START DOCUMENT PASSAGE

The digital business week


26 Sep 2011

A digest of the top business and technology news stories from the past week.

HP fires Apotheker – Meg Whitman named CEO

In the latest chapter on HP’s travails, the company’s board has sacked former SAP CEO Léo Apotheker and has replaced him with former eBay CEO Meg Whitman in the chief executive role, claiming “additional attributes” are now needed.

It is the latest in a bewildering chain of events that began last year when the board sacked Mark Hurd over a sexual harassment scandal, and which saw Apotheker take the reins, reshuffle the management team and begin the process of axing the technology giant’s PC and webOS divisions.

In a statement, HP said Ray Lane has moved from non-executive chairman to executive chairman of the board of directors, and the board intends to appoint a lead independent director promptly.

END DOCUMENT PASSAGE
START DATA BELOW

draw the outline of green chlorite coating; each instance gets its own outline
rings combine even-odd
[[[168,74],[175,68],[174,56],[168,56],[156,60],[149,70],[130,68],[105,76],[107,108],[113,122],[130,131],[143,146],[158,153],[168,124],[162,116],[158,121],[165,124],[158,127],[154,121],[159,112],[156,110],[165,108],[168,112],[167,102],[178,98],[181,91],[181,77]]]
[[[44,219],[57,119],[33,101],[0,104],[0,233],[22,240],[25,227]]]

END DATA BELOW

• [USING THE INFORMATION]
• a. Do the following statements agree with the business news digest? Answer yes or no for each, and quote the words from the digest that decide it.
(i) Meg Whitman previously served as CEO of eBay.
(ii) Mark Hurd was sacked over a financial scandal.
(iii) Ray Lane moved from executive chairman to non-executive chairman.
• b. Extend the business news digest, starting right after its final sentence about the board appointing a lead independent director.

• [OUTPUTS IN ORDER]
• a.
(i) Yes: "former eBay CEO Meg Whitman"
(ii) No: "sacked Mark Hurd over a sexual harassment scandal"
(iii) No: "Ray Lane has moved from non-executive chairman to executive chairman"

• b.
Pfizer to invest €145m at its Dublin facility, creating jobs

Ireland’s Taoiseach Enda Kenny TD this morning announced that world-leading biopharma company Pfizer is to inject €145m (or US$200m) into its Dublin biotech manufacturing facility in Grange Castle – one of the largest biotech manufacturing sites in the world – creating up to 400 jobs during the peak of the construction phase.

The investment will enable Pfizer to introduce two new processing suites to the site and expand current production and product testing capabilities.

Pfizer’s Grange Castle facility in Clondalkin, Co Dublin, produces two of the pharma giant’s blockbuster medicines – Enbrel and Prevenar 13.  

I.T. Alliance invests stg£500k in UK expansion

Irish technology outsourcing provider I.T. Alliance has revealed it is to invest stg£500,000 in an expansion in the UK market that will also see the firm beef up its UK management sales team.

The investment follows strong performance in the UK, with the company recording a 15pc increase in services in the last year from existing tier 1 partners, including BT and HP.

On foot of growth with existing partners, I.T. Alliance has announced a new partnership with Fujitsu Services in the UK.

The company has developed a Tier-Two Service Alliance (T2SA) outsourcing model, whereby it acts as the outsourcing partner to the world’s major outsourcers.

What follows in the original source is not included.